>> Begin

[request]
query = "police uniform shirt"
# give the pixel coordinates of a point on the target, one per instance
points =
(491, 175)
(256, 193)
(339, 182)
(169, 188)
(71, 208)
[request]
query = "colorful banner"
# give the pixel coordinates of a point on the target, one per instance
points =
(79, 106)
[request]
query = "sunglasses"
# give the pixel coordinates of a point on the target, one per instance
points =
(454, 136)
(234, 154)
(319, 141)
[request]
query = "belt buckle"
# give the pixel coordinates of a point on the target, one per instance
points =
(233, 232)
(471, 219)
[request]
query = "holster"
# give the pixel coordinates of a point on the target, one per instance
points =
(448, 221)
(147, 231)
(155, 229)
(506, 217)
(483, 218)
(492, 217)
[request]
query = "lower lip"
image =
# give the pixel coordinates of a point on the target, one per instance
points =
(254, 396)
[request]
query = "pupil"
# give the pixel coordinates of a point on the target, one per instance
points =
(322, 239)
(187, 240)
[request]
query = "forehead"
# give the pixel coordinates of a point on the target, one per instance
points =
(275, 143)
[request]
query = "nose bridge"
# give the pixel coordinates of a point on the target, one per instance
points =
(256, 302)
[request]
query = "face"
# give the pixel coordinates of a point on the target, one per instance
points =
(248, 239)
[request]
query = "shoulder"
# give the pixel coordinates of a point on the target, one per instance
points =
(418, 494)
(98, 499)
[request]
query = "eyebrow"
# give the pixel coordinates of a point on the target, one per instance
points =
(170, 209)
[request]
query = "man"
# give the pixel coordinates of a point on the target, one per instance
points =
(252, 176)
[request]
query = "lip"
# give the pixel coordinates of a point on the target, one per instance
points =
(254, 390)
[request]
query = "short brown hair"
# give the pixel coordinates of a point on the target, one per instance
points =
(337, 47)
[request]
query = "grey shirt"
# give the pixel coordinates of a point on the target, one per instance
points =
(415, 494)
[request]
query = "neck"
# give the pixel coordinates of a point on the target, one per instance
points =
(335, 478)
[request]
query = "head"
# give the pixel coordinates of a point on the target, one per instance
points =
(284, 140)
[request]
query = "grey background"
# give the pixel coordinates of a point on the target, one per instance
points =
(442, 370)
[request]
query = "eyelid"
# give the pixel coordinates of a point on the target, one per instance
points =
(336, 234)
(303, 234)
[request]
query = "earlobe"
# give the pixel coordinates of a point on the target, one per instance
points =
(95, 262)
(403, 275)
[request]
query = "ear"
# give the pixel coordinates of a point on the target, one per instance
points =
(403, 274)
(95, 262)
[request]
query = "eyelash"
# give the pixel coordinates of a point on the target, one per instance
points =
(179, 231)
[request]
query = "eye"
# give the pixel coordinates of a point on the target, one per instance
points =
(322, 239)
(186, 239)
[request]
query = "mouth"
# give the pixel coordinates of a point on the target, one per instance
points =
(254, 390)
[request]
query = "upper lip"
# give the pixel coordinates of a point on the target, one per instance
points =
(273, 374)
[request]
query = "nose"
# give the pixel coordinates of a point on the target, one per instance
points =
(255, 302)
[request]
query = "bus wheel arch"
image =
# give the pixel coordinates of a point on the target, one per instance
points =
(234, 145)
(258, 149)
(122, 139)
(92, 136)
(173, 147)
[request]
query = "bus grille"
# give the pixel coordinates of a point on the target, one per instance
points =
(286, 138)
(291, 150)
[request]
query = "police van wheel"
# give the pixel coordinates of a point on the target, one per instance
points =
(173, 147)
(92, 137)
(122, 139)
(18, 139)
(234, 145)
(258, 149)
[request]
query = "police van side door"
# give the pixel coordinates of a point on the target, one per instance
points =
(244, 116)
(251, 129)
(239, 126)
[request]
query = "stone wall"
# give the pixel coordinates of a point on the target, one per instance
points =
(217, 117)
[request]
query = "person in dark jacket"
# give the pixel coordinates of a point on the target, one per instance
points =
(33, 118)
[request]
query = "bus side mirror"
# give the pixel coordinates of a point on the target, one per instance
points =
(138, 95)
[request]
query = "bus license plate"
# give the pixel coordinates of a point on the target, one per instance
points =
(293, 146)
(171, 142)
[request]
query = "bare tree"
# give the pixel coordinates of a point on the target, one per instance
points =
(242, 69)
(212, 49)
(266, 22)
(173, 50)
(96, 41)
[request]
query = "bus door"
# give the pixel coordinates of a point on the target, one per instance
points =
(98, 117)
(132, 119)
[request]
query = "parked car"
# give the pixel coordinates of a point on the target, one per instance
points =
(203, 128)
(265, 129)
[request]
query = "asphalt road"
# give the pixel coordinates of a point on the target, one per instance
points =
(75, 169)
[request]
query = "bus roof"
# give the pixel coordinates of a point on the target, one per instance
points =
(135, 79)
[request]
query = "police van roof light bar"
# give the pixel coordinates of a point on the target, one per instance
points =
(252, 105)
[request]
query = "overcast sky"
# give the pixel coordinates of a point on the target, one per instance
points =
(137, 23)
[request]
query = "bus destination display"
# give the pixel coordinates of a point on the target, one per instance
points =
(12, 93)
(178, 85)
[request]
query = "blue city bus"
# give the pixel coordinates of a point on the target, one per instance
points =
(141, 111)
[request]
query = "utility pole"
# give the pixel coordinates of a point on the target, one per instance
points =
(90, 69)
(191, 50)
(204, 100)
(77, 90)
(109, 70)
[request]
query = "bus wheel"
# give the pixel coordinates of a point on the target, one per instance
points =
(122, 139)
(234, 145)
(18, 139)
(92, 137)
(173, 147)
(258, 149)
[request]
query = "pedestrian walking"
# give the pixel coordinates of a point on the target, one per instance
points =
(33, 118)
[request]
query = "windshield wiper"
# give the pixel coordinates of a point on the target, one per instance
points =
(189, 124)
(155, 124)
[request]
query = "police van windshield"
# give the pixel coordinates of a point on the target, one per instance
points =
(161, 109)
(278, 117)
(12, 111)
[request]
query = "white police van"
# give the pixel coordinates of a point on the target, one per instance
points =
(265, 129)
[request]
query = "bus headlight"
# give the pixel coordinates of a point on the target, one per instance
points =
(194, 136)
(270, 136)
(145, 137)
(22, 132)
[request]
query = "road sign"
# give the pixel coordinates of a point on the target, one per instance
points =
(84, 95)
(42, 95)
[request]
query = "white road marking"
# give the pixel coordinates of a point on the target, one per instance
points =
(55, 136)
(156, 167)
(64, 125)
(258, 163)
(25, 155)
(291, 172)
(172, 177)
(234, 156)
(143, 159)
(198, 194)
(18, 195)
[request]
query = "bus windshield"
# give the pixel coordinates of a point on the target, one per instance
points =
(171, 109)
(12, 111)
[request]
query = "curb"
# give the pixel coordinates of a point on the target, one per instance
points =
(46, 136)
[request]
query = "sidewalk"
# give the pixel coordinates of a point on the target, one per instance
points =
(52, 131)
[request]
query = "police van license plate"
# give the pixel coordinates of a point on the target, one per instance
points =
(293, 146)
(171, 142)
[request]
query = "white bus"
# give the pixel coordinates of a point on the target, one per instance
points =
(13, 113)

>> End

PROBLEM TO SOLVE:
Repeat all the entries word for word.

FINAL RESULT:
[request]
query = "police uniform shirt"
# give the pixel coordinates of a point on the target, one per instance
points =
(491, 175)
(256, 193)
(339, 182)
(169, 188)
(71, 208)
[request]
query = "colorful banner"
# give the pixel coordinates of a point on the target, one per instance
points =
(79, 106)
[request]
query = "sunglasses"
# give the pixel coordinates of a point on the target, one per instance
points =
(454, 136)
(234, 154)
(319, 141)
[request]
query = "belt buckle"
# give the pixel coordinates of a point on the target, one per instance
points =
(233, 232)
(471, 219)
[request]
query = "holster"
# give the pixel coordinates of a point on the target, one per instance
points =
(448, 221)
(147, 231)
(155, 229)
(506, 217)
(483, 218)
(492, 217)
[request]
query = "lower lip"
image =
# give the pixel coordinates of a point on the target, one per instance
points =
(254, 396)
[request]
query = "pupil"
# give the pixel coordinates of a point on the target, one per instance
points =
(322, 239)
(187, 240)
[request]
query = "forehead"
# give the pixel coordinates of a point on the target, one per instance
points =
(275, 143)
[request]
query = "nose bridge"
# give the pixel coordinates of a point on the target, one per instance
points =
(256, 302)
[request]
query = "face"
# give the pixel coordinates of a point on the target, one per instance
points =
(248, 239)
[request]
query = "shoulder"
# give the pixel coordinates of a point on the target, one per instance
points =
(418, 494)
(98, 499)
[request]
query = "eyebrow"
# give the pixel coordinates of a point on the target, one per instance
points =
(170, 209)
[request]
query = "man"
# give the pixel coordinates of a point on the target, one per instance
points =
(252, 176)
[request]
query = "lip"
# give the pixel coordinates of a point on the target, one per instance
points =
(254, 390)
[request]
query = "short brown hair"
# give the pixel coordinates of a point on the target, one per instance
points =
(337, 47)
[request]
query = "grey shirt"
# give the pixel coordinates of a point on the target, one per instance
points =
(415, 494)
[request]
query = "neck"
# give the pixel coordinates of a point on the target, one per instance
points =
(335, 478)
[request]
query = "head"
# give the pixel coordinates of a point on the target, one per instance
points =
(284, 140)
[request]
query = "grey background"
# give the pixel coordinates of a point on the target, one per instance
points =
(442, 370)
[request]
query = "eyelid"
# give the pixel coordinates of a point on the target, one per instance
points =
(336, 234)
(303, 234)
[request]
query = "earlobe"
# give the pixel coordinates of a point on the target, one per instance
points =
(95, 262)
(403, 275)
[request]
query = "ear"
# give the pixel coordinates of a point on the target, one per instance
points =
(403, 274)
(95, 262)
[request]
query = "eyelash"
# give the pixel coordinates of a point on the target, one per instance
points =
(179, 231)
[request]
query = "eye"
# give the pixel coordinates of a point on the target, one per instance
points =
(322, 239)
(186, 239)
[request]
query = "mouth"
# give the pixel coordinates of a point on the target, one per instance
points =
(254, 390)
[request]
query = "upper lip"
# give the pixel coordinates of a point on the target, one per instance
points =
(273, 374)
[request]
query = "nose"
# give the pixel coordinates of a point on the target, one per instance
points =
(255, 302)
[request]
query = "bus wheel arch"
image =
# give the pixel coordinates of a point on the target, one per instance
points =
(234, 145)
(258, 149)
(122, 139)
(92, 136)
(173, 147)
[request]
query = "bus grille"
# give the pixel coordinates of a point on the target, one per instance
points =
(286, 138)
(291, 150)
[request]
query = "police van wheel"
# give the pixel coordinates of a point on the target, one per instance
points =
(173, 147)
(92, 137)
(122, 139)
(18, 139)
(234, 145)
(258, 149)
[request]
query = "police van side door"
# give the pixel coordinates of a point on the target, one per instance
points =
(244, 116)
(251, 129)
(239, 126)
[request]
query = "stone wall"
# give the pixel coordinates of a point on the target, one per instance
points =
(217, 117)
[request]
query = "person in dark jacket"
# give the pixel coordinates of a point on the target, one per instance
points =
(33, 118)
[request]
query = "bus side mirror"
# give the pixel coordinates of a point on the target, one per instance
points =
(138, 95)
[request]
query = "bus license plate"
# give the pixel coordinates of a point on the target, one per instance
points =
(293, 146)
(171, 142)
[request]
query = "bare tree"
# give the pixel coordinates of a point on the target, one per instance
points =
(242, 69)
(212, 49)
(266, 22)
(173, 50)
(96, 41)
[request]
query = "bus door"
# give the pixel coordinates of a point on the target, one per instance
points =
(98, 117)
(132, 119)
[request]
query = "parked car"
# give the pixel coordinates of a point on the target, one per instance
points =
(203, 128)
(265, 129)
[request]
query = "asphalt road"
# give the pixel coordinates of a point on the target, one per instance
points =
(75, 169)
[request]
query = "bus roof"
# give the pixel coordinates of a point on the target, one per instance
points =
(135, 79)
[request]
query = "police van roof light bar"
# give the pixel coordinates of a point on the target, one per instance
points =
(252, 105)
[request]
query = "overcast sky"
# give the pixel coordinates of a point on the target, one per instance
points =
(137, 23)
[request]
query = "bus destination display"
# give the pixel coordinates of a point on the target, one per instance
points =
(12, 93)
(178, 85)
[request]
query = "blue city bus"
# give the pixel coordinates of a point on the target, one per instance
points =
(141, 111)
[request]
query = "utility pole"
# give the pixel coordinates of a point on the target, one per instance
points =
(90, 69)
(191, 50)
(204, 100)
(77, 90)
(109, 70)
[request]
query = "bus wheel"
# give the pixel coordinates of a point on the target, one per instance
points =
(122, 139)
(234, 145)
(18, 139)
(92, 137)
(173, 147)
(258, 149)
[request]
query = "pedestrian walking"
# give the pixel coordinates of a point on the target, one per instance
points =
(33, 118)
[request]
query = "windshield wiper"
# give the pixel coordinates of a point on the target, one per instance
points =
(189, 124)
(155, 124)
[request]
query = "police van windshield"
# give the pixel coordinates of a point on the target, one per instance
points =
(161, 109)
(278, 117)
(12, 111)
[request]
query = "white police van"
# give the pixel coordinates of a point on the target, one per instance
points =
(265, 129)
[request]
query = "bus headlight"
# give the pixel coordinates of a point on the target, one per instance
points =
(194, 136)
(270, 136)
(145, 137)
(22, 132)
[request]
query = "road sign"
# give the pixel coordinates of a point on the target, one per instance
points =
(84, 95)
(42, 95)
[request]
query = "white road marking"
# give the pixel coordinates of a point on the target, one per instance
points =
(55, 136)
(156, 167)
(64, 125)
(258, 163)
(25, 155)
(291, 172)
(172, 177)
(234, 156)
(143, 159)
(198, 194)
(18, 195)
[request]
query = "bus windshield"
# give the pixel coordinates of a point on the target, one per instance
points =
(171, 109)
(12, 111)
[request]
query = "curb"
# give the pixel coordinates of a point on the target, one per instance
points =
(46, 136)
[request]
query = "sidewalk"
# give the pixel coordinates of a point on the target, one per instance
points =
(52, 131)
[request]
query = "police van license plate"
# give the pixel coordinates of a point on the target, one per instance
points =
(293, 146)
(171, 142)
[request]
query = "white bus"
# give the pixel coordinates of a point on the target, one per instance
points =
(13, 113)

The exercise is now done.